:: Dataset entries

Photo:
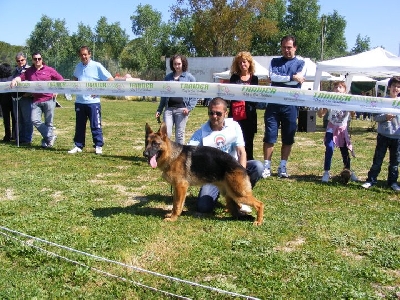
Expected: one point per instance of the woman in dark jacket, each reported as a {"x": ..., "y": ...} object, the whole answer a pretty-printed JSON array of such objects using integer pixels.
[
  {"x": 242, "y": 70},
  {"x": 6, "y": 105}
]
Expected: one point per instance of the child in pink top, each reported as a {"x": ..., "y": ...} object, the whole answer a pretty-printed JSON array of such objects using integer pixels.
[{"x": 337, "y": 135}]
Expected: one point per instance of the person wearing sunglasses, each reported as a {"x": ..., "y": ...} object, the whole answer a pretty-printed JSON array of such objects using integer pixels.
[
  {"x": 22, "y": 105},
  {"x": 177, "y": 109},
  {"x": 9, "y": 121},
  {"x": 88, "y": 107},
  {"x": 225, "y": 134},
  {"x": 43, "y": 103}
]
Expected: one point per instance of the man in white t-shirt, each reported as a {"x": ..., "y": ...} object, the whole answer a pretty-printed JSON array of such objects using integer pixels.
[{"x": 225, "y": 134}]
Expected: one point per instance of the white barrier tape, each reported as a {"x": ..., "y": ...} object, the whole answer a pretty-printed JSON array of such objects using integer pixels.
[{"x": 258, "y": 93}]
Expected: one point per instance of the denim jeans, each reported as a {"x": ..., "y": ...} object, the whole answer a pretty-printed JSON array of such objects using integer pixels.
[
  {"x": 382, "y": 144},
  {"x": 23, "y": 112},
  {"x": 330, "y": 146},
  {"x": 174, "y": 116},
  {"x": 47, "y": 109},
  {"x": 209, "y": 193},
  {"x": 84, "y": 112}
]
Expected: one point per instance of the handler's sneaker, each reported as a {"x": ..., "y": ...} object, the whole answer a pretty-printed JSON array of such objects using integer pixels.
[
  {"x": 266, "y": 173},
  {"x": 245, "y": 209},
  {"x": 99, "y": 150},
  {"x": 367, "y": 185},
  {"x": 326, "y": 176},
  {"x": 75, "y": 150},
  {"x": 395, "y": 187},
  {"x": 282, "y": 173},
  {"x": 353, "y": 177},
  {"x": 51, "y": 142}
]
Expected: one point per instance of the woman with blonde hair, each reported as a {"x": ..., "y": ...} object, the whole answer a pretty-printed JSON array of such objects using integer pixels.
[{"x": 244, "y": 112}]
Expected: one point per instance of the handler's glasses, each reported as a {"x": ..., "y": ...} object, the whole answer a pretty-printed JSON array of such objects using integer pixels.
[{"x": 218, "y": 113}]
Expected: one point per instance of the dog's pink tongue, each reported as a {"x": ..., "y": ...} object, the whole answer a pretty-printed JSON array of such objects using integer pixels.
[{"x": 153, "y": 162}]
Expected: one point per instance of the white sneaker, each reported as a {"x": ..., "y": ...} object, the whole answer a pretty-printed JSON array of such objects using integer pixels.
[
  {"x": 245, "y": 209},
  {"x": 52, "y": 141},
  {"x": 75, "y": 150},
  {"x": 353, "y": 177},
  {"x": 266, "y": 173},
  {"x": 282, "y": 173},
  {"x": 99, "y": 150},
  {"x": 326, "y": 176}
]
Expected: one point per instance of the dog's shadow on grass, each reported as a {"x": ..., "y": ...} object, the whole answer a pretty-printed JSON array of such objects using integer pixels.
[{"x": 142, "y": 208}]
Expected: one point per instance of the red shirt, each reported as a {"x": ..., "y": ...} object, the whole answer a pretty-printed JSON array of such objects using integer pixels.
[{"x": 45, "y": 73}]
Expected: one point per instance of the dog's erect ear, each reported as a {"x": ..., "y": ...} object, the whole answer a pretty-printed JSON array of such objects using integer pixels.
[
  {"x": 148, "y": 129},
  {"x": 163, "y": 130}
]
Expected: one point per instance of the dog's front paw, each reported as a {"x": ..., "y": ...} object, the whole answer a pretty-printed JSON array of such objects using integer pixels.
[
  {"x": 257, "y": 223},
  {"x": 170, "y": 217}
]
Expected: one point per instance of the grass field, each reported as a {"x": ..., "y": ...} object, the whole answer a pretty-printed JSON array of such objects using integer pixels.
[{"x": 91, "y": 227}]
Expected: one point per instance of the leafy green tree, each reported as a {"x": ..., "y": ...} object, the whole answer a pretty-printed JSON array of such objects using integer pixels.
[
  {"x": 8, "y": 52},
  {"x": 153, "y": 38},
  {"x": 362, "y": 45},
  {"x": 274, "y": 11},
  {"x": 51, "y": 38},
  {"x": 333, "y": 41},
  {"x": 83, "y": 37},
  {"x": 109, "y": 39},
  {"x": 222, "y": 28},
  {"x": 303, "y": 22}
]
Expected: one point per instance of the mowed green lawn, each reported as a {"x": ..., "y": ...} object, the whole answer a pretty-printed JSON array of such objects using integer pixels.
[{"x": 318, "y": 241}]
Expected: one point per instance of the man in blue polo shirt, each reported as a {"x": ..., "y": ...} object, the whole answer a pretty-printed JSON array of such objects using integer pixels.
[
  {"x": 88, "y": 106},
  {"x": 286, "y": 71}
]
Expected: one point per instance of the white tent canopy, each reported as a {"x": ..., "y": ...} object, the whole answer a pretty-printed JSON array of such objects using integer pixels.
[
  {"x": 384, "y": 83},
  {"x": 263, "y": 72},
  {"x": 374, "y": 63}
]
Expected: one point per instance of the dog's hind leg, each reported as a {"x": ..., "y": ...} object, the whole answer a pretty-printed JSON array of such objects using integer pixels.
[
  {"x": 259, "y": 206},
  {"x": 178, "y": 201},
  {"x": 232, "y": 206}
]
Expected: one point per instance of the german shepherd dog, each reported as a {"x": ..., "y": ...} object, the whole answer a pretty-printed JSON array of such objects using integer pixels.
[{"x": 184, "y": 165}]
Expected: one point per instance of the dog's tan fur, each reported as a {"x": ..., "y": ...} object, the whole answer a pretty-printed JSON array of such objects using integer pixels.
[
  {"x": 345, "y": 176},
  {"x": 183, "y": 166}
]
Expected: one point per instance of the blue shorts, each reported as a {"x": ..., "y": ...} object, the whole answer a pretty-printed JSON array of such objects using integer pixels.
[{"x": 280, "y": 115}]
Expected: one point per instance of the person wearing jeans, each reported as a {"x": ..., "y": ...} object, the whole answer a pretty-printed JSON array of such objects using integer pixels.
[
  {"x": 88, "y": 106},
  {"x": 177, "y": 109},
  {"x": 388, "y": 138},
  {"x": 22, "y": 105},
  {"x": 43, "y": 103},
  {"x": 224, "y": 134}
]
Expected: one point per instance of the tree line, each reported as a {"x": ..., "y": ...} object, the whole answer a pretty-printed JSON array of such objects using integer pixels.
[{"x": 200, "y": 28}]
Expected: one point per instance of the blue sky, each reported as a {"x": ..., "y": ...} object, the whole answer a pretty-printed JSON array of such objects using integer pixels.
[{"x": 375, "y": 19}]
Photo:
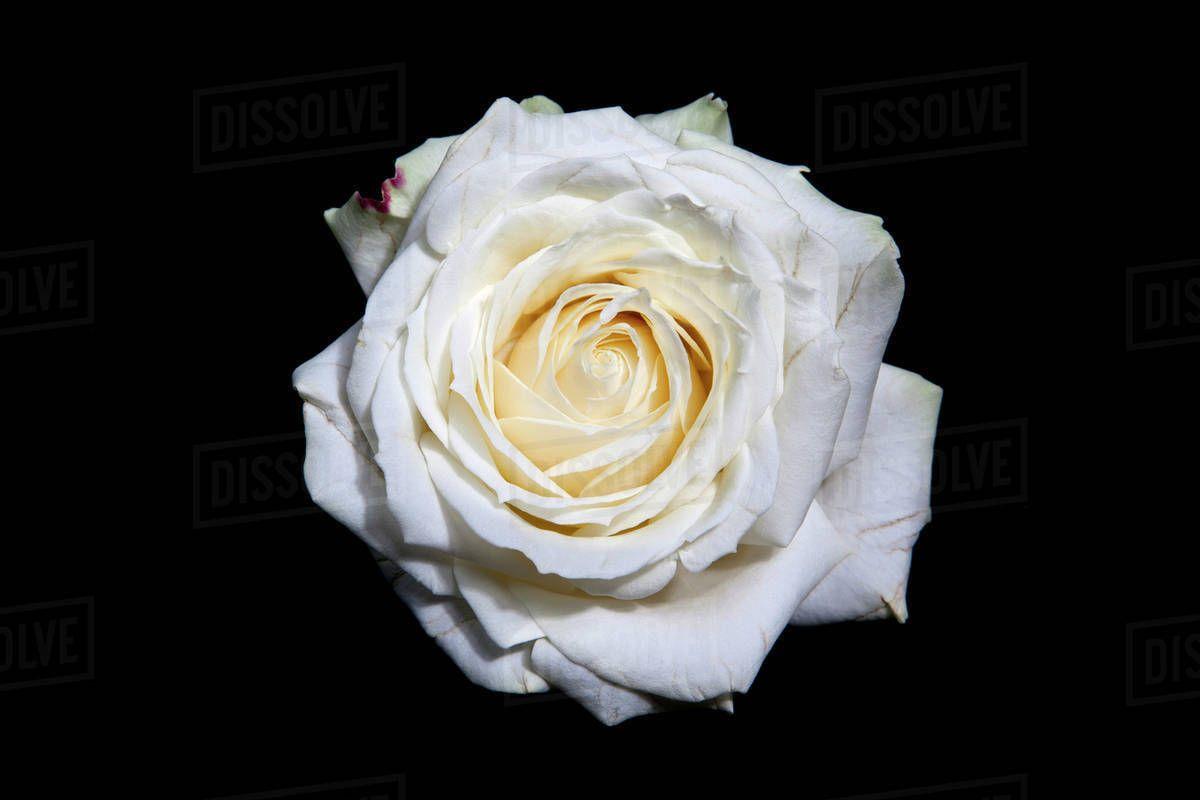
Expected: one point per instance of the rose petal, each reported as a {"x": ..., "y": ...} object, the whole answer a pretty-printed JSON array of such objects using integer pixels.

::::

• **What is required**:
Everything but the pictures is needed: copy the data above exactly.

• **Task solution**:
Photo:
Expected: one point per instance of the woman in dark jacket, each reported as a {"x": ..., "y": ...} object, the whole answer a pretty-printed JSON array of such objects using integer pixels.
[
  {"x": 242, "y": 70},
  {"x": 6, "y": 105}
]
Expected: one point per instance of the child in pink top, each reported as a {"x": ..., "y": ...} object, the whole answer a pretty-printed JSON array of such objects using integer pixels.
[{"x": 337, "y": 135}]
Expected: one point per instance of the person wearing sunglasses, each reported as a {"x": ..., "y": ...} object, the whole answer a pretty-printed JSON array of such objects using integer pixels.
[
  {"x": 22, "y": 105},
  {"x": 177, "y": 109},
  {"x": 9, "y": 121},
  {"x": 88, "y": 107},
  {"x": 225, "y": 134},
  {"x": 43, "y": 103}
]
Expected: one point per instance of the man in white t-shirt, each reported as a {"x": ..., "y": ...} object, the whole answer a pretty-printed JSON array of such objects using integer pixels.
[{"x": 225, "y": 134}]
Expected: one point per instance of the white barrier tape, each reported as a {"x": ..., "y": ...} object, the whole answer a pretty-printed JSON array of such objects using integer pixels.
[{"x": 258, "y": 93}]
Expected: one point per instance of the denim jeans, each reported as a {"x": ..., "y": ...} object, the whole answer a pretty-printed JSON array of such objects using integer pixels.
[
  {"x": 382, "y": 144},
  {"x": 23, "y": 112},
  {"x": 330, "y": 146},
  {"x": 174, "y": 116},
  {"x": 47, "y": 109},
  {"x": 209, "y": 193},
  {"x": 84, "y": 112}
]
Expected: one point per instance of the handler's sneaker, each reported as a {"x": ..., "y": ...} object, the whole answer a pretty-printed JSON array of such objects using integer pixels.
[
  {"x": 266, "y": 173},
  {"x": 245, "y": 209},
  {"x": 99, "y": 150},
  {"x": 367, "y": 185},
  {"x": 326, "y": 176},
  {"x": 75, "y": 150},
  {"x": 395, "y": 187},
  {"x": 282, "y": 173},
  {"x": 353, "y": 177},
  {"x": 51, "y": 142}
]
Expected: one point per instance of the woman with blonde hair, each reported as a {"x": ..., "y": ...} object, the whole answer a pretty-printed JSON array of such objects using integer pixels.
[{"x": 244, "y": 112}]
Expected: one point per instance of the handler's glasses, each reported as a {"x": ..., "y": ...} object, the whole answer a pretty-printed JSON array of such objects using integer pixels.
[{"x": 218, "y": 113}]
Expected: one point per instance of the dog's pink tongue, each reported as a {"x": ..., "y": ...} object, the whole answer a pretty-printed JSON array of such objects using integer pixels.
[{"x": 153, "y": 162}]
Expected: one point per instance of the white sneaker, each reported as a {"x": ..., "y": ...} object, the whole answer a pretty-printed JSON array of such objects using integer pixels.
[
  {"x": 245, "y": 209},
  {"x": 52, "y": 141},
  {"x": 75, "y": 150},
  {"x": 353, "y": 177},
  {"x": 266, "y": 173},
  {"x": 282, "y": 173},
  {"x": 99, "y": 150},
  {"x": 326, "y": 176}
]
Expected: one point per instance of the dog's shadow on grass, each reported as a {"x": ..., "y": ...} object, the whole answer a pretty-printed JSON array of such objects using integer pixels.
[{"x": 142, "y": 208}]
Expected: one point per instance of the red shirt, each reported as a {"x": ..., "y": ...} object, the whole answer a pretty-printed JSON array of such objects using integer pixels.
[{"x": 45, "y": 73}]
Expected: one point per instance of the dog's erect ear, each reported as a {"x": ..., "y": ...} object, the whole answer a pretty-printed JSON array of such objects using integer pixels.
[
  {"x": 148, "y": 129},
  {"x": 163, "y": 130}
]
Expected: one point per instance of the dog's front paw, each reported as a {"x": ..., "y": ...} object, the whole answer a pretty-printed JSON array of such objects using integer pixels.
[
  {"x": 257, "y": 223},
  {"x": 170, "y": 217}
]
Expected: one point per instance of the grass field, each reported as a {"x": ..., "y": ...} object, the whole answer a pretty-printed JSON array of such objects using integer pixels.
[{"x": 91, "y": 227}]
Expected: one point per instance of the leafy green tree, each reported as a {"x": ..., "y": ...} object, the whole answer a pretty-printed JSON array of such objects using integer pixels.
[
  {"x": 8, "y": 52},
  {"x": 153, "y": 38},
  {"x": 362, "y": 45},
  {"x": 274, "y": 11},
  {"x": 51, "y": 38},
  {"x": 333, "y": 41},
  {"x": 83, "y": 37},
  {"x": 109, "y": 39},
  {"x": 222, "y": 28},
  {"x": 303, "y": 22}
]
Expected: one point per instance of the mowed green lawn, each reported as a {"x": ..., "y": ...} object, the whole answer a pretty-printed JSON array of such objects using integer pixels.
[{"x": 318, "y": 241}]
Expected: one point per instance of the man in blue polo shirt, each reported as a {"x": ..., "y": ...} object, the whole answer a pretty-printed JSON array of such objects using integer pixels.
[
  {"x": 88, "y": 106},
  {"x": 286, "y": 71}
]
Expected: one point per instance of the white tent canopy, each reported as a {"x": ..., "y": ...} object, the whole answer a pretty-printed JSON array of such objects using integer pixels.
[
  {"x": 384, "y": 83},
  {"x": 263, "y": 72},
  {"x": 374, "y": 63}
]
Expected: one point per instance of the dog's hind leg, each reported as a {"x": ..., "y": ...} object, the whole answer a pretty-printed JSON array of such objects using integer pixels.
[
  {"x": 259, "y": 206},
  {"x": 178, "y": 201},
  {"x": 232, "y": 206}
]
Expected: one point per instance of the german shepherd dog, each reported as a {"x": ..., "y": ...} object, the whole answer a pretty-printed JSON array of such objects using integer pixels.
[{"x": 184, "y": 165}]
Expected: one point per instance of the dog's tan fur, each reported as a {"x": ..., "y": ...} object, the whole answer a pretty-printed JSON array of such objects using integer pixels.
[
  {"x": 345, "y": 176},
  {"x": 183, "y": 166}
]
Expected: one point per instance of the blue shorts, each reported as a {"x": ..., "y": ...} object, the whole answer a pretty-printed JSON array of such objects using integer pixels.
[{"x": 280, "y": 115}]
Expected: one point per instance of the person wearing jeans, each reported as a {"x": ..., "y": ...} object, the whole answer a pretty-printed JSON array of such objects using integer pixels.
[
  {"x": 88, "y": 106},
  {"x": 177, "y": 109},
  {"x": 388, "y": 138},
  {"x": 22, "y": 105},
  {"x": 43, "y": 103},
  {"x": 224, "y": 134}
]
Expected: one point per instance of the tree line, each reported as a {"x": ..., "y": ...} object, the whole answer a pretty-printed JSON array of such objects using integer pixels.
[{"x": 200, "y": 28}]
Expected: one point per instance of the blue sky, each reported as a {"x": ..., "y": ...} object, the whole answer a pretty-printed JSON array of such objects using integer pixels.
[{"x": 375, "y": 19}]
Photo:
Expected: one point per instance of the rose petal, each reported as a {"x": ..., "y": ...} object, the whole answer a pretty-printed JSON array of such objects using integer pixels.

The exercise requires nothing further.